**Exercise details**
Retype, without any change, the lines from the one containing "point: horse's mane" through the one containing "column 333, row 317", both included.

-- Begin Materials provided --

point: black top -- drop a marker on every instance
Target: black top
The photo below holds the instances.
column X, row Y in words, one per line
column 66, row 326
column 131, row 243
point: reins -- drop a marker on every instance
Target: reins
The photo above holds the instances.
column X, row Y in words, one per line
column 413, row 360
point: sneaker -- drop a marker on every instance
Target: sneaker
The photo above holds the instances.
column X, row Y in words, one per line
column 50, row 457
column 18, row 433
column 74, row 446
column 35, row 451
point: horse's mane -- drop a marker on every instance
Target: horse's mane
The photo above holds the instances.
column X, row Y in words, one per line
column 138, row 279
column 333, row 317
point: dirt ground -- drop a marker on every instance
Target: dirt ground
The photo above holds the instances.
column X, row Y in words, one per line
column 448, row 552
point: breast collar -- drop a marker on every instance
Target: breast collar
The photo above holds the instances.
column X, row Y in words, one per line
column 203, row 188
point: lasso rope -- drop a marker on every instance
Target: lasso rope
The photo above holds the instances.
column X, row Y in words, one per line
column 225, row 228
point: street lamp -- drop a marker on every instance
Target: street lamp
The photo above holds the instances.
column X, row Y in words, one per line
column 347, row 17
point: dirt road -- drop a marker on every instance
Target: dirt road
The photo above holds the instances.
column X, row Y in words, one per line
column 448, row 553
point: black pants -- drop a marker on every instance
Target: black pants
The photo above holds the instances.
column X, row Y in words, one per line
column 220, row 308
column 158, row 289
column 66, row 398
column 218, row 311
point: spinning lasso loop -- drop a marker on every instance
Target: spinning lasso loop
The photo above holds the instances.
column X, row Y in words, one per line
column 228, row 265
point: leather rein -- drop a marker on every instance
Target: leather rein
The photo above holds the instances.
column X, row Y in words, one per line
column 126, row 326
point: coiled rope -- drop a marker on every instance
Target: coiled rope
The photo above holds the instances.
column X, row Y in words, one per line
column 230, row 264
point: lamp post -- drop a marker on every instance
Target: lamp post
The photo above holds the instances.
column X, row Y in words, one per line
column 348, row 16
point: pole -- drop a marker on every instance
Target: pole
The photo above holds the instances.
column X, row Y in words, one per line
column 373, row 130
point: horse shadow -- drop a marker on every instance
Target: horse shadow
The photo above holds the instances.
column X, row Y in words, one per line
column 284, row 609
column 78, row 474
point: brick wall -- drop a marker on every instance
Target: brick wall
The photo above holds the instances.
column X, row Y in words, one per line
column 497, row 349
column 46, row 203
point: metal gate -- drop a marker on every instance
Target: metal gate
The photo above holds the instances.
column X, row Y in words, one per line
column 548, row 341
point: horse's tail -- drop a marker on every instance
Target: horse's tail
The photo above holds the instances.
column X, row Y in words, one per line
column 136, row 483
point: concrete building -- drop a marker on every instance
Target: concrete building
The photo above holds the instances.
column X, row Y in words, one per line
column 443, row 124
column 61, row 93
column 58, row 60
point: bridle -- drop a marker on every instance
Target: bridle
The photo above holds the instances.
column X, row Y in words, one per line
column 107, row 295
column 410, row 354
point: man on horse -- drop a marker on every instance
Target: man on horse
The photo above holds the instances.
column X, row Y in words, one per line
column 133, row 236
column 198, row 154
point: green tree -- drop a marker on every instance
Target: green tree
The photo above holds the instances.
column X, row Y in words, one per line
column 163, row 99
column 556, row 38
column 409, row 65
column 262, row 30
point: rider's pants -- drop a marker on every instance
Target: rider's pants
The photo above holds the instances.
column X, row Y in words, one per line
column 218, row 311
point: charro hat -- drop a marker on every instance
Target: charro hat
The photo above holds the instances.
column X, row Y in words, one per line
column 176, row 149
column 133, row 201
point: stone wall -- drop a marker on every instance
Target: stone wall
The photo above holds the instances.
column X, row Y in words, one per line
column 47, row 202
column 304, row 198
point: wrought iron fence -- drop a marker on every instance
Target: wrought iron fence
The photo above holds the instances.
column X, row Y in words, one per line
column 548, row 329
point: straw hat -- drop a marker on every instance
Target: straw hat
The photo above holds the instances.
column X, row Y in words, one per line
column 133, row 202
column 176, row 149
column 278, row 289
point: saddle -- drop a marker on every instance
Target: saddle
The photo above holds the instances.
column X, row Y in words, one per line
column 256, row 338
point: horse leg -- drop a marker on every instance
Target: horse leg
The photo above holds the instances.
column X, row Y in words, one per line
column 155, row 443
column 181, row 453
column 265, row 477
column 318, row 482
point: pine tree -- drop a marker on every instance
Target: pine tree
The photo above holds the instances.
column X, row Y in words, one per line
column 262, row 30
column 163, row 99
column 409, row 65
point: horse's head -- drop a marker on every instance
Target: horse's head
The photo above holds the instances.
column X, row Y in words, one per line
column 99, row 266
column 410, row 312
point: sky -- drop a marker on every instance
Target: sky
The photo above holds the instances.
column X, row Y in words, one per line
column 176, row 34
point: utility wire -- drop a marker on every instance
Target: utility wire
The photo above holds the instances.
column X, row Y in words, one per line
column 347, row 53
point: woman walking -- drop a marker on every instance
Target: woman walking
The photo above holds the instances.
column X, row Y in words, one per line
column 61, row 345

-- End Materials provided --

**Answer to the task**
point: horse's mane -- drop a marker on every instance
Target: horse's mane
The photo above holds the instances.
column X, row Y in words, one per line
column 138, row 279
column 333, row 317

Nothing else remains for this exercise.